### DATA RECORDS
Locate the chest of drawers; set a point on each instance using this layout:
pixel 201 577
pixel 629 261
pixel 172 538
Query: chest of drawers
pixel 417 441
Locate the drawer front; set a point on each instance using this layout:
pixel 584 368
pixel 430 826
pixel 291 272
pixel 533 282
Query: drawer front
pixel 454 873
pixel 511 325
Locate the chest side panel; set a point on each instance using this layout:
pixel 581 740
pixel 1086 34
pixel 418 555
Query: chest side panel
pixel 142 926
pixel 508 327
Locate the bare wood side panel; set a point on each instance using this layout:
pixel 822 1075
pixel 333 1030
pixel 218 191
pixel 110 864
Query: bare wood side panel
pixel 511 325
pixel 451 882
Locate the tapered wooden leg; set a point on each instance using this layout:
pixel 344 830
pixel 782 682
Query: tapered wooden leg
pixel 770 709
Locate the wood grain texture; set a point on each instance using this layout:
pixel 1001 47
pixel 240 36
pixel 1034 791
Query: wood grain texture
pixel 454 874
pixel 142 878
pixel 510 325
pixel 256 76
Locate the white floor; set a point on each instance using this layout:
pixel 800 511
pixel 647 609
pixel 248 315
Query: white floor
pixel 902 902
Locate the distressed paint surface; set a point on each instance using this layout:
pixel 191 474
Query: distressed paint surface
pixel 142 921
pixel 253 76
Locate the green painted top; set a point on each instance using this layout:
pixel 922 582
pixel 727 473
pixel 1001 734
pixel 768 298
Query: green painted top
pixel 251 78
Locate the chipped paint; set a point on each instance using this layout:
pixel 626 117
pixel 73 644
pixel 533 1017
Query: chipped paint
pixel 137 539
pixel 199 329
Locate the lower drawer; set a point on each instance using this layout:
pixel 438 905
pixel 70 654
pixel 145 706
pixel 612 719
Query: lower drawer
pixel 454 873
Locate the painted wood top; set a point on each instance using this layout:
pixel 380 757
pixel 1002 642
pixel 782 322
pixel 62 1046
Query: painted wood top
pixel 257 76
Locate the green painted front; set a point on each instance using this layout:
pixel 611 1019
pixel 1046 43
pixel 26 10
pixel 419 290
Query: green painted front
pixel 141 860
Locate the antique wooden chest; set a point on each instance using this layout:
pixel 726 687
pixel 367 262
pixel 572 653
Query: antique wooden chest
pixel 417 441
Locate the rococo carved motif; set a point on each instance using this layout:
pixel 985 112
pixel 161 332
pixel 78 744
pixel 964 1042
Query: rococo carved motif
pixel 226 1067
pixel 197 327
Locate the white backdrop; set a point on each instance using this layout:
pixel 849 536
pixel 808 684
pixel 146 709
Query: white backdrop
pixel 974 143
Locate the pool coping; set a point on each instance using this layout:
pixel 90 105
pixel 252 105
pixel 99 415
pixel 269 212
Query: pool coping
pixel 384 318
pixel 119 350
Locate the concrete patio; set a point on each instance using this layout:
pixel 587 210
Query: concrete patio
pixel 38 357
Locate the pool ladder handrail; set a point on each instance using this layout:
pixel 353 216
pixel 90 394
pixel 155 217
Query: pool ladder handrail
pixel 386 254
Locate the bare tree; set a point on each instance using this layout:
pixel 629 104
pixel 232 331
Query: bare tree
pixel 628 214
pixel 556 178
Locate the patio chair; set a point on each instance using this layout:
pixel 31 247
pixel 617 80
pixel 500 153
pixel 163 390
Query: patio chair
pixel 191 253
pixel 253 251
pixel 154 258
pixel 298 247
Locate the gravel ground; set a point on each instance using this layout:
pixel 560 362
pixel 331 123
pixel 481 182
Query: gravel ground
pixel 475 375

### WHAT YOU SHOULD DO
Output every record without changing any wording.

### TASK OUTPUT
Locate the chest of drawers; set a point on each instance using this layout:
pixel 201 577
pixel 629 261
pixel 172 538
Query: chest of drawers
pixel 417 441
Locate the drawer front; set a point on each instance using this layout:
pixel 584 368
pixel 430 826
pixel 291 272
pixel 533 282
Query: drawer front
pixel 454 873
pixel 511 325
Locate the chest side panel; set a point on each instance using this layout:
pixel 581 740
pixel 1086 34
pixel 418 555
Query: chest side panel
pixel 142 926
pixel 508 327
Locate the bare wood side panel; set a point on each instance using this layout:
pixel 822 1075
pixel 333 1030
pixel 218 191
pixel 110 864
Query: bare wood side panel
pixel 511 325
pixel 451 882
Locate the tapered wooden leg; set a point on each instance using this layout:
pixel 344 830
pixel 782 682
Query: tapered wooden leg
pixel 770 709
Locate the wood grain texture; set a point on each instance using this layout:
pixel 1001 47
pixel 240 36
pixel 1034 791
Query: wood grain texture
pixel 454 874
pixel 142 878
pixel 510 325
pixel 256 76
Locate the white floor; set a point on each instance using this layout:
pixel 800 511
pixel 647 609
pixel 248 315
Query: white floor
pixel 902 902
Locate the distressed paint surface; set a point on each instance using this layout:
pixel 191 474
Query: distressed paint surface
pixel 142 921
pixel 253 76
Locate the green painted top; set a point on each instance using this layout:
pixel 922 582
pixel 727 473
pixel 1001 734
pixel 768 298
Query: green painted top
pixel 251 78
Locate the chipped paint; set a point on each instance using this layout:
pixel 626 117
pixel 73 644
pixel 533 1017
Query: chipped paint
pixel 137 539
pixel 199 329
Locate the lower drawer; set a point on each instance using this layout:
pixel 438 905
pixel 70 654
pixel 145 706
pixel 612 719
Query: lower drawer
pixel 454 873
Locate the painted wood top; set a point on each instance using this layout:
pixel 380 757
pixel 1002 642
pixel 782 322
pixel 62 1046
Query: painted wood top
pixel 257 76
Locate the green painted front; set a point on each instance using this layout:
pixel 611 1019
pixel 1046 43
pixel 26 10
pixel 419 290
Query: green painted front
pixel 141 860
Locate the antique wooden chest; set a point on each instance using this layout:
pixel 726 687
pixel 367 262
pixel 572 653
Query: antique wooden chest
pixel 417 441
Locate the rococo carved motif; set a point on each instance using this layout:
pixel 985 112
pixel 161 332
pixel 78 744
pixel 964 1042
Query: rococo carved motif
pixel 226 1067
pixel 197 327
Locate the white backdrop; set a point on each instance using this layout:
pixel 849 536
pixel 808 684
pixel 146 709
Query: white backdrop
pixel 974 143
Locate the pool coping; set a point on each instance using this layout:
pixel 90 105
pixel 252 105
pixel 99 415
pixel 269 212
Query: pool coping
pixel 384 318
pixel 119 350
Locate the concrete patio; set a point on each instance using this layout:
pixel 587 210
Query: concrete patio
pixel 38 357
Locate the pool ladder handrail; set a point on each instance using this layout:
pixel 353 216
pixel 90 394
pixel 155 217
Query: pool ladder handrail
pixel 386 254
Locate the bare tree; set a point on each instance using this layout:
pixel 629 104
pixel 232 331
Query: bare tree
pixel 628 214
pixel 556 178
Locate the patio chair; set a point on each instance using this layout:
pixel 31 247
pixel 617 80
pixel 500 153
pixel 163 390
Query: patio chair
pixel 191 253
pixel 253 251
pixel 154 258
pixel 298 247
Locate the gravel ground; set a point on each instance using this layout:
pixel 560 362
pixel 331 123
pixel 481 182
Query: gravel ground
pixel 475 375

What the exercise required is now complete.